§ **やること**:
1. 本文を読んで、次の問いに答えてください。
(a) 20代で心療内科に行った著者についた病名は何ですか。
(b) 18歳のころ、偶然見たテレビ番組は何についての特集でしたか。
(c) 専業主婦だった母は、どこでパートをするようになりましたか。
2. 本文のうち、「だが、それを理解してもすぐに」で始まり「に輝いているばかりであった。」で終わる部分を、そのまま書き写してください。

怯える女性写真はイメージです Photo:PIXTA

10代からのひどい潔癖症で、家にひきこもって鬱屈とした日々を送っていた著者。20代になり、やっと心療内科に出向いた彼女についた病名は「強迫性障害」。投薬治療を重ねるうちに、彼女の精神は少しずつだが回復の兆しを見せるのだった――。本稿は、難波ふみ『気がつけば40年間無職だった。』(古書みつけ)の一部を抜粋・編集したものです。

自分は「強迫神経症」
だと分かった18歳

 青く鬱屈とした日々を送るなか、繰り返す掃除と消毒と不安に、「いよいよ自分は頭がおかしくなったのだ」と絶望の淵に立たされていた18歳の頃、偶然、あるテレビ番組を目にした。

 それは「強迫神経症」、今でいう「強迫性障害」という病気についての特集だった。

 その番組を見たとき、心底ホッとしたのを覚えている。

「私だけじゃない。自分と同じ辛さを味わっている人がいる。あぁ、自分が苦しんでいたのはこの病気のせいだったんだ」と……。

 だが、それを理解してもすぐに病院に行く、ということはしなかった。理由がわかっただけで、ホッとしたというのもある。今、振り返ると、「そこは早く行っとけよ」と言いたい。しかし、引っ越し後、我が家の家計はどんどん逼迫してきていた。専業主婦だった母も中華惣菜屋のパートに出るようになっていて、そのため、あまり金銭的に負担をかけたくなかったのだ。

 強迫神経症という病気がある、という説明は家族にしていたように思う。

 病状は深刻であったので「働く」という選択肢は遥か遠くに輝いているばかりであった。

§ **資料**:
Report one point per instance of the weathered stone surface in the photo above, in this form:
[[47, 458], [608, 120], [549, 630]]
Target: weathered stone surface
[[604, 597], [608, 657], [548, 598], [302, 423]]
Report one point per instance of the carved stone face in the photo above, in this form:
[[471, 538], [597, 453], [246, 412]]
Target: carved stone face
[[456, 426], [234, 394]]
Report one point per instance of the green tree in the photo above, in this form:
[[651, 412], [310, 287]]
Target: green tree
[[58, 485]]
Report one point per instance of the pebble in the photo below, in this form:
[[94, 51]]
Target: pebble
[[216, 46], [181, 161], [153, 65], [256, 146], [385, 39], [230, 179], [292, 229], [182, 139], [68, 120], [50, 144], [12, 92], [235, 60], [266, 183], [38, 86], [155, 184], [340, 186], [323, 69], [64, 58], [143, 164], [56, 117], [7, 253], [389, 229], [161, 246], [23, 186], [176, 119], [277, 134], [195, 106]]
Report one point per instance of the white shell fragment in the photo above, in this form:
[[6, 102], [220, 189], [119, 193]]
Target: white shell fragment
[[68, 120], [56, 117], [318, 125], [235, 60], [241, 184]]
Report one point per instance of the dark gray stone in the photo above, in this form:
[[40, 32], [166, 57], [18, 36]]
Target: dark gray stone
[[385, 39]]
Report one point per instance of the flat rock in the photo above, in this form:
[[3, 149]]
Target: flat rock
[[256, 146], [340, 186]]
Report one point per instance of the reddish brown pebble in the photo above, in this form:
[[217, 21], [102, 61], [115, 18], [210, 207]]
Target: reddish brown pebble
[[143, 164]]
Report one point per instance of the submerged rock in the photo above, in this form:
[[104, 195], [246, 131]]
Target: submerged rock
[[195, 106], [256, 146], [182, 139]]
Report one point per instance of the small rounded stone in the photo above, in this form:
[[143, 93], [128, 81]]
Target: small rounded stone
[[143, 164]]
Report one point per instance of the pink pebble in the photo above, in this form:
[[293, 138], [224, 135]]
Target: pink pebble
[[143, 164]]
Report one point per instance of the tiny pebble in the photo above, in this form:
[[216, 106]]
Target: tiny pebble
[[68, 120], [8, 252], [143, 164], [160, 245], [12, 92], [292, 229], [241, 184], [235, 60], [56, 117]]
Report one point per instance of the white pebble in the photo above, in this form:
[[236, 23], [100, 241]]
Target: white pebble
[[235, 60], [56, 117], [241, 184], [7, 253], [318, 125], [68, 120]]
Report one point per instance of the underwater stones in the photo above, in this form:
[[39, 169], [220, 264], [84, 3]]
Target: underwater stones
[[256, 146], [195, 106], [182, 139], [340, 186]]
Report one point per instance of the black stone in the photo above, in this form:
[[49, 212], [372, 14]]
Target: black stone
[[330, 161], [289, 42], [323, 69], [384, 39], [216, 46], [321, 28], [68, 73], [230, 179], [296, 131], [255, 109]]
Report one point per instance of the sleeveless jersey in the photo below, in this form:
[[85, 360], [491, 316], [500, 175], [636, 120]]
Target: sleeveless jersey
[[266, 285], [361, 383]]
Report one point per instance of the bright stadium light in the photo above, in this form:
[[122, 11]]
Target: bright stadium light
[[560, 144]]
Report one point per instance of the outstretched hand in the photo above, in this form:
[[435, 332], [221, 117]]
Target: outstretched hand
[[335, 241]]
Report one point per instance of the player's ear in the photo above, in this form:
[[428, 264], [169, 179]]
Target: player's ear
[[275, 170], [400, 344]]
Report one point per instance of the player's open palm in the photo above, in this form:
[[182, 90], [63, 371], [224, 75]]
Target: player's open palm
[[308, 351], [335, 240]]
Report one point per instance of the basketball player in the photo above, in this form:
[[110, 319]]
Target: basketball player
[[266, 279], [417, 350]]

§ **答え**:
1.
(a) 「強迫性障害」
(b) 「強迫神経症」、今でいう「強迫性障害」という病気
(c) 中華惣菜屋

2.
だが、それを理解してもすぐに病院に行く、ということはしなかった。理由がわかっただけで、ホッとしたというのもある。今、振り返ると、「そこは早く行っとけよ」と言いたい。しかし、引っ越し後、我が家の家計はどんどん逼迫してきていた。専業主婦だった母も中華惣菜屋のパートに出るようになっていて、そのため、あまり金銭的に負担をかけたくなかったのだ。

 強迫神経症という病気がある、という説明は家族にしていたように思う。

 病状は深刻であったので「働く」という選択肢は遥か遠くに輝いているばかりであった。